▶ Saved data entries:

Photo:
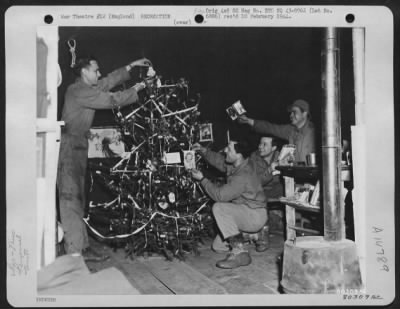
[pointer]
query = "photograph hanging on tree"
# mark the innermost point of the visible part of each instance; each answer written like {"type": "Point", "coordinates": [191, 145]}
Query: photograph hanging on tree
{"type": "Point", "coordinates": [206, 133]}
{"type": "Point", "coordinates": [105, 142]}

▶ What to work on: Your task is to restate, word for word, the line with "# mark the innermost" and all lines after it, ending with the last line of the data.

▶ Result of this exercise:
# mark the innermost point of the visible part of each instance; each answer written like {"type": "Point", "coordinates": [191, 145]}
Query: photograph hanging on tree
{"type": "Point", "coordinates": [206, 133]}
{"type": "Point", "coordinates": [105, 142]}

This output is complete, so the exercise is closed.